**Source extract**:
○ ○ ○
American mathematician (1938–2012)

Thomas M. Cover (/ˈkoʊvər/; August 7, 1938 – March 26, 2012) was an American information theorist and professor jointly in the Departments of Electrical Engineering and Statistics at Stanford University. He devoted almost his entire career to developing the relationship between information theory and statistics.

==Early life and education==
He received his B.S. in Physics from MIT in 1960 and Ph.D. in electrical engineering from Stanford University in 1964. His doctoral studies were supervised by Norman Abramson.

==Career==
Cover was President of the IEEE Information Theory Society and was a Fellow of the Institute of Mathematical Statistics and of the Institute of Electrical and Electronics Engineers. He received the Outstanding Paper Award in Information Theory for his 1972 paper "Broadcast Channels"; he was selected in 1990 as the Shannon Lecturer, regarded as the highest honor in information theory; in 1997 he received the IEEE Richard W. Hamming Medal; and in 2003 he was elected to the American Academy of Arts and Sciences.
○ ○ ○
**Excerpted data**:
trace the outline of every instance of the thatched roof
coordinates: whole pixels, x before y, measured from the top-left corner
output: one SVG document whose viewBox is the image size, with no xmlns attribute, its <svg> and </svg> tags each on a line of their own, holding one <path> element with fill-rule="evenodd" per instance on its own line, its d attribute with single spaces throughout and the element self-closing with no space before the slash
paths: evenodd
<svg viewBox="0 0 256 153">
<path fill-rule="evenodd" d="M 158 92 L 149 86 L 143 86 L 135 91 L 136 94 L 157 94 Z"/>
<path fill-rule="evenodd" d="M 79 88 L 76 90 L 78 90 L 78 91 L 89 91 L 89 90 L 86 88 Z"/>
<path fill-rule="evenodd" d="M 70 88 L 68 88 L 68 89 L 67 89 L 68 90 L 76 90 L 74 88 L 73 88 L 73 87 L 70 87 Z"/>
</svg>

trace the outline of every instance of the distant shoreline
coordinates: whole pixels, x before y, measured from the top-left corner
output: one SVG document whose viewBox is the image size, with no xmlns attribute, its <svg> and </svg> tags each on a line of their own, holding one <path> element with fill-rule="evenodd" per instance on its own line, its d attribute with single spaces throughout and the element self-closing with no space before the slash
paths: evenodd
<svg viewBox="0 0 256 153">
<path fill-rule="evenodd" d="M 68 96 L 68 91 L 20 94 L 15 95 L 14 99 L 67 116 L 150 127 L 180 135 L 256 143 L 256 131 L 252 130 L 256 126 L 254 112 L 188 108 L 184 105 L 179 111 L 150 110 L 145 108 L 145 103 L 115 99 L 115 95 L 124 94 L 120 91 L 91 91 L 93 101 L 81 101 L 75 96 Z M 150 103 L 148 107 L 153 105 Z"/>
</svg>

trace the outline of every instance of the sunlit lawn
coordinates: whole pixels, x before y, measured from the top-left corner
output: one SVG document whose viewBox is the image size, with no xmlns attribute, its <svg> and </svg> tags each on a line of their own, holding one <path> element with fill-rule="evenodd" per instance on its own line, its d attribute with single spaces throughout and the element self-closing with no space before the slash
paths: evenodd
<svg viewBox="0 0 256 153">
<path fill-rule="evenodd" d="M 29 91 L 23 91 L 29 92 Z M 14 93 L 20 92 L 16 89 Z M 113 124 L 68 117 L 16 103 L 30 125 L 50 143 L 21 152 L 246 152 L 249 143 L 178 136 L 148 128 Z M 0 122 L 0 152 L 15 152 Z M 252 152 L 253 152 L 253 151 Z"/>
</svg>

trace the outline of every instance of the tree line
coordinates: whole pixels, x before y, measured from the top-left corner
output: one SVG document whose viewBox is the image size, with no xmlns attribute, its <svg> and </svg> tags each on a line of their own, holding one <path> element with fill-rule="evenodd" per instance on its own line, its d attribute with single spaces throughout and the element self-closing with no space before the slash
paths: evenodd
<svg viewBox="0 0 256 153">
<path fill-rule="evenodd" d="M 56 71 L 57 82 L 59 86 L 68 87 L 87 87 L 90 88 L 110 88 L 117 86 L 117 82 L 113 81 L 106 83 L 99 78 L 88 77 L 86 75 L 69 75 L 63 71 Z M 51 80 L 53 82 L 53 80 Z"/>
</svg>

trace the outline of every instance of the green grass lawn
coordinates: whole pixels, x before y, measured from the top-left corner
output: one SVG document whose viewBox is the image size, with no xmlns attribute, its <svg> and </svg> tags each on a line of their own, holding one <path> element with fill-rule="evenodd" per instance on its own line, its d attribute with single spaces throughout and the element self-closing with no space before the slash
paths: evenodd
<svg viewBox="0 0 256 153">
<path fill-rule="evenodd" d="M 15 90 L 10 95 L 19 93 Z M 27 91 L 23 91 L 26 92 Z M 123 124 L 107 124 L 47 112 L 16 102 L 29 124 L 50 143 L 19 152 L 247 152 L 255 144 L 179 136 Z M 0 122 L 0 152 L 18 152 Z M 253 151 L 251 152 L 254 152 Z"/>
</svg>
○ ○ ○
**Exercise requirements**:
- 1) According to the Thomas M. Cover extract, who supervised his doctoral studies?
- 2) Continue the Thomas M. Cover extract from its last sentence.

**The results**:
- 1) Norman Abramson

- 2)
During his 48-year career as a professor of Electrical Engineering and Statistics at Stanford University, he graduated 64 PhD students, authored over 120 journal papers in learning, information theory, statistical complexity, pattern recognition, and portfolio theory; and he partnered with Joy A. Thomas to coauthor the book Elements of Information Theory, which has become the most widely used textbook as an introduction to the topic since the publication of its first edition in 1991. He was also coeditor of the book Open Problems in Communication and Computation.

==Selected works==
- Cover, T. M. (2006). "Elements of Information Theory"
- T. Cover, J. Thomas (1991). "Elements of Information Theory"
- Van Campenhout, Jan. and Cover, T. (1981). Maximum entropy and conditional probability. Information Theory, IEEE Transactions on
- Cover, T. (1974). The Best Two Independent Measurements Are Not the Two Best. Systems, Man and Cybernetics, IEEE Transactions on
- Cover, T. and Hart, P. (1967). "Nearest neighbor pattern classification". IEEE Transactions on Information Theory.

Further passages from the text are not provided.